§ **PROBLEMAS Y TAREAS**
[1] Copia del texto sobre Levinas todo lo que va desde "A nadie se le" hasta "modo de plantearlos.".
[2] Responde estas preguntas según el texto sobre Levinas:
(a) ¿Qué pone en primer plano la obra de Levinas como una nueva forma de filosofía primera?
(b) ¿En qué editorial se publicaron las conferencias en las que se centra el autor, y con qué título?
(c) Según Levinas, ¿qué hecho parece constituir el gran escándalo de la condición humana?

§ **FRAGMENTO CITADO**
━━━━━━━━━━━━━━━━━━━━━━━━━━━━━━

Palabras clave: Levinas, socialidad, enseñanza, ética, poder, comunidad, fecundidad, ontología, Heidegger, fenomenología.

 

Abstract. Reyes Linares, Pedro Antonio, sj. Power, Fecundity, Community: The Ontological Question of Power in Emmanuel Levinas. The article analyzes an early text by Emmanuel Levinas that offers a critique, based on an analysis of teaching and his peculiar way of establishing links, of one–dimensional notions of power as subjection and subordination in the social model of perfect unity, in order the think of the creation of community from the fruitful relationship with those who previously took us into their non–perfect unity, marked by the attempt to receive the overflowing of the newcomer’s novelty. The repetition of this same dynamism, in our own problem and attempt to receive in turn our own “newcomers,” is proposed as a principle of sociality and as the challenge that this reading by the young philosopher Levinas lays down for us.

Key words: Levinas, sociality, teaching, ethics, power, community, fecundity, ontology, Heidegger, phenomenology.

 

A nadie se le oculta en nuestro tiempo la severa crítica que la obra de Emmanuel Levinas ha significado para las concepciones más tradicionales del poder, ya que plantea un modo diferente de concebir la constitución de la subjetividad y pone en primer plano el compromiso ético como una nueva forma de filosofía primera. Es por ello que quiero acudir a este autor para abordar el tema que ahora nos convoca, la cuestión ontológica del poder, porque creo que Levinas puede darnos elementos muy agudos para comprender las claves con las cuales podemos entender nociones diversas al usar el concepto de “poder”, que, al diferenciarlas, nos abrirían horizontes nuevos para ubicar los problemas humanos y sociales, y el modo de plantearlos.

Me voy a centrar especialmente en las conferencias que Levinas pronunció a finales de la década de los años cuarenta y en 1950 en el Colegio Filosófico de Francia, recientemente publicadas en editorial Trotta como Escritos inéditos. Las conferencias, aunque sus títulos podrían desorientarnos (Poderes y origen, Los alimentos y Las enseñanzas), tienen un hilo conductor y se encuentran en medio de la redacción de dos de las obras señeras de Levinas, la colección de ensayos que apareció bajo el título El tiempo y el otro y Totalidad e infinito, en las que desarrolla algunos de los temas fundamentales que en aquellas obras, especialmente en la segunda, recibirán un tratamiento más sistemático, por ejemplo, su crítica del sujeto y del poder.

Para el tratamiento del poder Levinas parte de la conexión, que en la Modernidad se ha hecho “natural” (en el sentido que Husserl daba a esta palabra), entre poder y libertad. Es esta conexión entre poder y libertad lo que ha dado, de acuerdo a nuestro autor, un prestigio excepcional a la segunda, y es también la razón del enorme escándalo, insoportable para los pensadores modernos, que se genera cuando se comprueba que sobre el origen no tenemos poder. “El hecho de que no hayamos escogido nuestro nacimiento parece constituir el gran escándalo de la condición humana”,[1] asegura Levinas, y es esta impotencia la que constituye “la marca del destino sobre cada una de nuestras iniciativas”,[2] de modo que todo ejercicio de poder, como realización de la voluntad que quiere afirmarse libremente en el mundo y en la naturaleza, está sostenido, paradójicamente, en su contrario, una irrenunciable e inevitable impotencia.

━━━━━━━━━━━━━━━━━━━━━━━━━━━━━━

§ **DATOS PROPORCIONADOS**
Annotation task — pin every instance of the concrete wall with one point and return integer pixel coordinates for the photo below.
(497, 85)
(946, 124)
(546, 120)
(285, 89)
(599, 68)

━━━━━━━━━━━━━━━━━━━━━━━━━━━━━━

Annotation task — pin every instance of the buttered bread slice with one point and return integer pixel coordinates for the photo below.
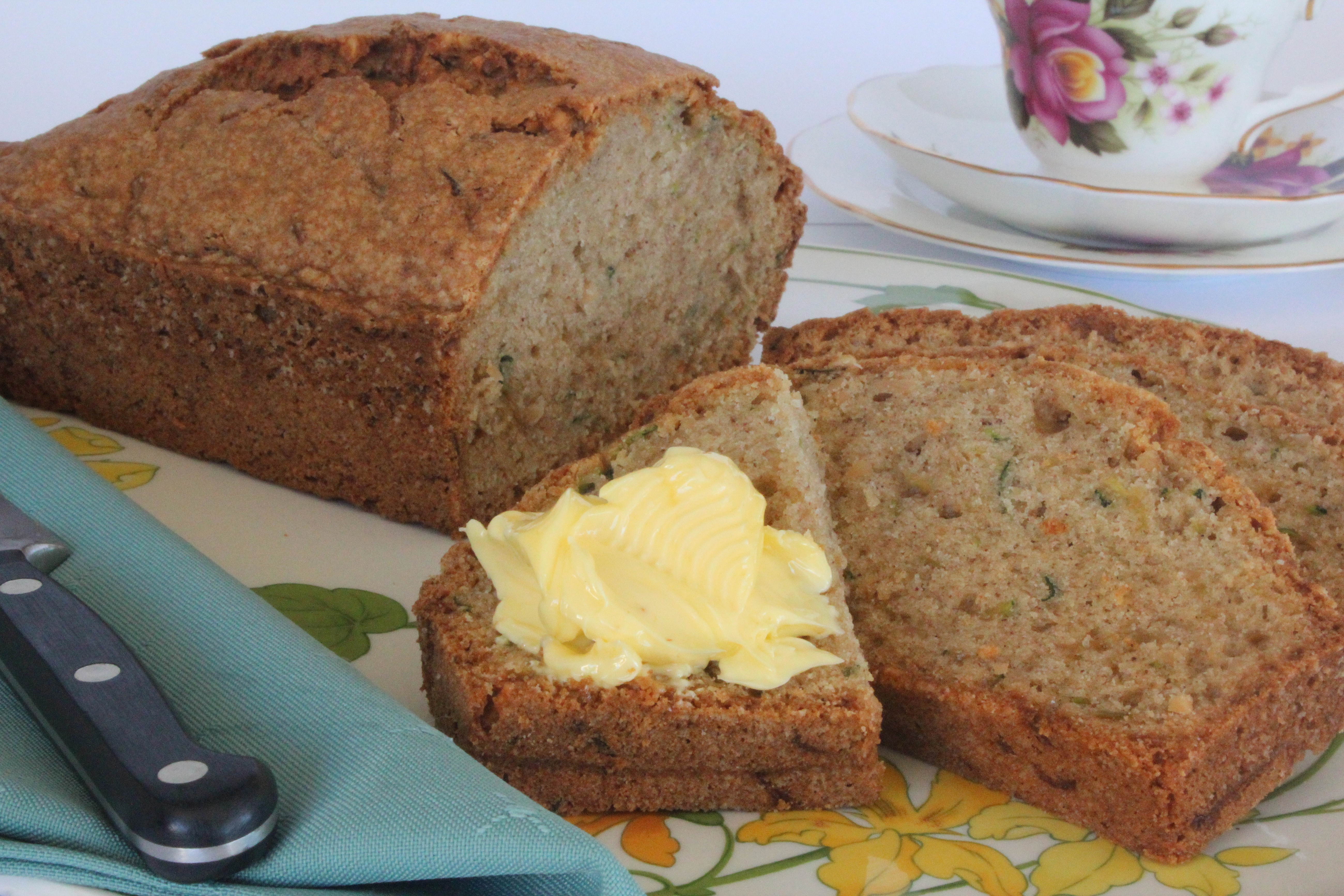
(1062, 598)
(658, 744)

━━━━━━━━━━━━━━━━━━━━━━━━━━━━━━

§ **RESPUESTAS ESCRITAS**
[1]
A nadie se le oculta en nuestro tiempo la severa crítica que la obra de Emmanuel Levinas ha significado para las concepciones más tradicionales del poder, ya que plantea un modo diferente de concebir la constitución de la subjetividad y pone en primer plano el compromiso ético como una nueva forma de filosofía primera. Es por ello que quiero acudir a este autor para abordar el tema que ahora nos convoca, la cuestión ontológica del poder, porque creo que Levinas puede darnos elementos muy agudos para comprender las claves con las cuales podemos entender nociones diversas al usar el concepto de “poder”, que, al diferenciarlas, nos abrirían horizontes nuevos para ubicar los problemas humanos y sociales, y el modo de plantearlos.

[2]
(a) La obra de Levinas pone en primer plano el compromiso ético.
(b) Se publicaron en la editorial Trotta con el título Escritos inéditos.
(c) Es el hecho de que no hayamos escogido nuestro nacimiento.